Records taken from a collection
________________________

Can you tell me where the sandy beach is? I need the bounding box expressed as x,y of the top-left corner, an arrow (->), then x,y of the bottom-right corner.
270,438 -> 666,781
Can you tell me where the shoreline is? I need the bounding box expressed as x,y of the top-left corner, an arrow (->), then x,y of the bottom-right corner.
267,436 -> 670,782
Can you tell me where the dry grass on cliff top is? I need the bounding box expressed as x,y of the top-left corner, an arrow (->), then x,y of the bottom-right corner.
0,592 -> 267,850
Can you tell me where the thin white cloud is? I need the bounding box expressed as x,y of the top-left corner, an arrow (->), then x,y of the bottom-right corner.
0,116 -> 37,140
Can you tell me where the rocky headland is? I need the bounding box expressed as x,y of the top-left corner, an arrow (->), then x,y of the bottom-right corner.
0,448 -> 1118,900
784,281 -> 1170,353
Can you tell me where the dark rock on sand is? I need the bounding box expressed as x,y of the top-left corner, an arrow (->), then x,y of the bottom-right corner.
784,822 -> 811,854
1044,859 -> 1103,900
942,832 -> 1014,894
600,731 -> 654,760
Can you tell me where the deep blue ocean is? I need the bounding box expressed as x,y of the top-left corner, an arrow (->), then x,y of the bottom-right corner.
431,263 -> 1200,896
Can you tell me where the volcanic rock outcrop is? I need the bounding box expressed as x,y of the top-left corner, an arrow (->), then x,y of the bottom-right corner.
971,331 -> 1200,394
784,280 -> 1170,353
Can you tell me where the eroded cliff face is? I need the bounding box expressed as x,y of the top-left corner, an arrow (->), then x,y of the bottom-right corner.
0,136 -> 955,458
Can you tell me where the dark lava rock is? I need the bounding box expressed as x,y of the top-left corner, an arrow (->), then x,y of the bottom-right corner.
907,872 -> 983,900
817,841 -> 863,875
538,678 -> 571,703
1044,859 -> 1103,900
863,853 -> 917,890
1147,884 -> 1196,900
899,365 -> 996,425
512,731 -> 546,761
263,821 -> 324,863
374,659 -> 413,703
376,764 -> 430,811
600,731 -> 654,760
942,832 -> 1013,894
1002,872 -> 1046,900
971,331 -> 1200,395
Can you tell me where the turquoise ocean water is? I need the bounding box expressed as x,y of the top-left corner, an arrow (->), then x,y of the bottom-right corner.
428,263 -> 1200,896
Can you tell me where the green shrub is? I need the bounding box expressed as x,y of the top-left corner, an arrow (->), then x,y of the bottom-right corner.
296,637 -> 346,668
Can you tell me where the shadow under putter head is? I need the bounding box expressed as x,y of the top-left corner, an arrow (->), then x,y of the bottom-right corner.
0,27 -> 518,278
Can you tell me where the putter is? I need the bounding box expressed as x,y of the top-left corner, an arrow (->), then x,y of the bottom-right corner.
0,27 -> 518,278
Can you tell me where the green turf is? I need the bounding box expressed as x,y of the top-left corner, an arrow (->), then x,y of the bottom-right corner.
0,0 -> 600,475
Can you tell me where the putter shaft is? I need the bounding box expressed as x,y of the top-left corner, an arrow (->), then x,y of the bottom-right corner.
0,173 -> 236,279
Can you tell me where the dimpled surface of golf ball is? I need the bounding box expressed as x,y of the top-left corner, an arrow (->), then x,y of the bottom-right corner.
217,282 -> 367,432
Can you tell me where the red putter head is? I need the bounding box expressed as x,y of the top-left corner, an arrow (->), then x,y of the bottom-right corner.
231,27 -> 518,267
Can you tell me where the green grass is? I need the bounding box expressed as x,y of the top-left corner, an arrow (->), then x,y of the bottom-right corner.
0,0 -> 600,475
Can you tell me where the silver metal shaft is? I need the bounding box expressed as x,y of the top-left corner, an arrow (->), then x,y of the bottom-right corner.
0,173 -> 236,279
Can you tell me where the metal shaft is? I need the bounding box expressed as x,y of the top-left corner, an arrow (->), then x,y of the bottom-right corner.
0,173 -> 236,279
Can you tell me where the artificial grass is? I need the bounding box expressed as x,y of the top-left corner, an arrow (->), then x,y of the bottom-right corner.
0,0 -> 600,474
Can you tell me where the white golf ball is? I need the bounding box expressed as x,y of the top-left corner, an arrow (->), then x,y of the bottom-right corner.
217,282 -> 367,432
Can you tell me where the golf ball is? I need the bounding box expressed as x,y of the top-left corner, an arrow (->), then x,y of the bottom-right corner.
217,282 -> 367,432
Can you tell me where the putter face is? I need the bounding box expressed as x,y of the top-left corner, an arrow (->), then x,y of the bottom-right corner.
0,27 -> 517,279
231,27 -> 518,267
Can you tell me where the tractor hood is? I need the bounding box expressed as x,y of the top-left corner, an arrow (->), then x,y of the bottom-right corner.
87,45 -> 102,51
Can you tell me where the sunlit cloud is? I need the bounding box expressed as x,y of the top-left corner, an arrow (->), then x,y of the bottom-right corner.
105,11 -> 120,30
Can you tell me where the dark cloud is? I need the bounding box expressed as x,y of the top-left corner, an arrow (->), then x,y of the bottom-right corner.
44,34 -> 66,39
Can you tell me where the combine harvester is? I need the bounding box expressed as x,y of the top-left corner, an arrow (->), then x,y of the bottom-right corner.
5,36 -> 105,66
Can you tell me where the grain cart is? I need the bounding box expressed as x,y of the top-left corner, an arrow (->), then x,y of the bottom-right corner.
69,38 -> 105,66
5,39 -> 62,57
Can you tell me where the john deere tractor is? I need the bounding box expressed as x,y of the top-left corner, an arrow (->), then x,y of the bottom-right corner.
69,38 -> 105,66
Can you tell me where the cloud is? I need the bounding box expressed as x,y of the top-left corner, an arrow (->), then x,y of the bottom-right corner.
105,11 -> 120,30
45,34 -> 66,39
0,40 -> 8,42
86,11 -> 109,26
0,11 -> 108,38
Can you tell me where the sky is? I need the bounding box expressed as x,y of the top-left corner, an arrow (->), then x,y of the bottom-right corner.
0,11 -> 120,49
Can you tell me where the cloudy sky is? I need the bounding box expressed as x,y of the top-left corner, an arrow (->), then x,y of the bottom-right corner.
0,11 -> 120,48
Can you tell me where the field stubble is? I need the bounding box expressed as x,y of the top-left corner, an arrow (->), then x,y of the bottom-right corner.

________________________

GIVEN REQUEST -> Write out every line of the records above, keeping each one unchanged.

THE SOLUTION ->
Can you tell me where the sandy beach is? I need the bounding box expressed as x,y of the top-left corner, an arrow (->), then x,y of the bottom-right corner.
270,438 -> 666,781
Can you tell me where the shoreline is? I need the bounding box expressed as x,y of the top-left corner, an arrow (->), then x,y of the bottom-right corner.
267,436 -> 670,782
Can you tell me where the dry grass on cliff top is? I need the bounding box expressed as x,y of the top-left corner, an arrow (->), then x,y of the bottom-right corner.
0,592 -> 267,850
Can you tell me where the thin white cloud is? I need the bounding box expressed as x,y of the top-left corner, an arrow (->), then x,y of the bottom-right corner.
0,116 -> 37,140
Can you tell me where the rocky headland is? I need the bounding box expressed as x,y of the top-left corner, an arrow (->), then x,y of the bottom-right corner.
0,448 -> 1118,900
784,281 -> 1170,353
Can you tell me where the dark rock on sand is? I need the bounding box expressed as x,y of the top-left corner, an arrow (->), then x,y of the bottom-right corner.
784,822 -> 811,854
1044,859 -> 1103,900
942,832 -> 1014,894
600,731 -> 654,760
Can you tell me where the deep blue ocean is? I need the bounding box expressed as x,y of the top-left corner, an arrow (->), then x,y of the bottom-right corner.
431,263 -> 1200,896
Can you tell me where the volcanic rock outcrop is? I need the bounding box expressed as x,y of the top-left corner, an arrow (->), then x,y of the bottom-right corner.
971,331 -> 1200,394
784,280 -> 1170,353
Can you tell me where the eroded cliff face is? I need the bounding box expressed as x,y of the top-left corner, an arrow (->), then x,y of the bottom-right corner.
0,136 -> 955,458
Can you tell me where the dark lava rock is? I need the bounding box expressed as x,y of the top-left corner, an arrow (->), then x,y of the bottom-right corner.
907,872 -> 983,900
817,841 -> 863,875
538,678 -> 571,703
1044,859 -> 1103,900
863,853 -> 917,890
1147,884 -> 1196,900
899,365 -> 996,425
512,731 -> 546,761
263,821 -> 324,863
374,659 -> 413,703
376,764 -> 430,811
600,731 -> 654,760
942,832 -> 1013,894
1002,872 -> 1046,900
971,331 -> 1200,395
Can you tell me where the turquoise ocean water is? I need the bounding box expressed as x,y of the top-left corner, an arrow (->), then x,y of the bottom-right corner.
428,263 -> 1200,896
Can you tell me where the green shrub is? I need the bounding box expressed as x,y of the top-left corner, an arrow (->), then x,y of the bottom-right corner.
296,637 -> 346,668
Can you tell me where the shadow under putter head is? I need the bounding box expressed as x,y of the top-left corner, an arrow (->), then x,y of the bottom-right corner.
0,27 -> 518,278
Can you tell me where the putter is? I need the bounding box expressed as x,y of the top-left corner, an arrow (->), then x,y of the bottom-right corner.
0,27 -> 518,278
Can you tell me where the green turf is? I need the bounding box expressed as x,y of the top-left corner, an arrow (->), then x,y of the bottom-right corner.
0,0 -> 600,475
Can you tell me where the putter shaft is? I need the bounding box expressed as x,y of the top-left corner, an arrow (->), then x,y of the bottom-right corner.
0,173 -> 236,279
Can you tell me where the dimpled surface of golf ball is? I need the bounding box expressed as x,y of the top-left corner, an arrow (->), then x,y of the bottom-right corner.
217,282 -> 367,432
Can you tell me where the red putter head is? I need the bounding box expressed as x,y of the top-left corner, an arrow (->), then x,y of the bottom-right corner.
231,27 -> 518,267
Can you tell me where the green grass is? I need the bounding box expressed as x,y of the top-left corner, an arrow (->), then x,y of the bottom-right corner.
0,0 -> 600,475
Can you tell me where the silver metal shaft is? I need the bounding box expressed as x,y of the top-left corner, an arrow (->), then x,y of the bottom-right corner.
0,173 -> 236,279
Can you tell me where the metal shaft is? I need the bounding box expressed as x,y of the top-left corner, an arrow (->), then x,y of the bottom-right corner.
0,173 -> 236,279
Can you tell me where the artificial grass is? I need the bounding box expressed as x,y of the top-left corner, an arrow (->), then x,y of the bottom-right corner.
0,0 -> 600,474
Can you tell me where the white golf ball is? I need the bounding box expressed as x,y of the top-left corner, an arrow (->), then x,y of the bottom-right corner.
217,282 -> 367,432
Can you tell me where the golf ball is? I need the bounding box expressed as x,y of the top-left corner, an arrow (->), then x,y of the bottom-right corner.
217,282 -> 367,432
Can you tell me where the putter face is? I need the bounding box expressed as x,y of the top-left corner, an arrow (->), then x,y of the bottom-right corner.
0,27 -> 517,279
231,27 -> 518,267
Can you tell me where the tractor hood is? I need the bounding box expressed as x,y of the top-left corner, an arrow (->), then x,y of the bottom-right corner.
87,45 -> 102,51
Can you tell me where the sunlit cloud is? I need the bounding box expressed as x,y of the top-left corner, an arrow (->), then x,y of the bottom-right corner.
105,11 -> 120,30
Can you tell me where the dark cloud is? I need the bounding box expressed as x,y of the top-left corner, an arrow (->), then x,y of the bottom-right corner.
44,34 -> 66,39
Can you tell me where the combine harvester is? I need the bounding box expressed as x,y of the top-left corner, an arrow (->), then x,y of the bottom-right corner.
5,36 -> 105,66
Can you tell me where the grain cart is? I need the bounding box expressed as x,y of the top-left corner, an arrow (->), then x,y of the bottom-right corner.
69,38 -> 105,66
5,39 -> 62,57
Can you tell me where the john deere tractor is? I need the bounding box expressed as x,y of the top-left corner, an arrow (->), then x,y of the bottom-right corner.
69,38 -> 105,66
Can you tell me where the cloud is? I need the bounding box expressed as x,y of the top-left corner, an arrow (->), then x,y of the bottom-right corner.
105,11 -> 120,30
45,34 -> 66,39
0,40 -> 8,42
86,11 -> 109,26
0,11 -> 108,38
Can you tell me where the sky is? I need the bounding box expressed as x,y of the top-left corner, an arrow (->), then x,y of the bottom-right corner.
0,11 -> 120,49
Can you tell me where the cloudy sky is? I need the bounding box expressed as x,y of the top-left corner, an arrow (->), then x,y of the bottom-right corner.
0,11 -> 120,48
Can you tell me where the field stubble is? I need the bounding box expressed as x,y of the top-left corner, an arrow (->), then x,y of the bottom-right corner.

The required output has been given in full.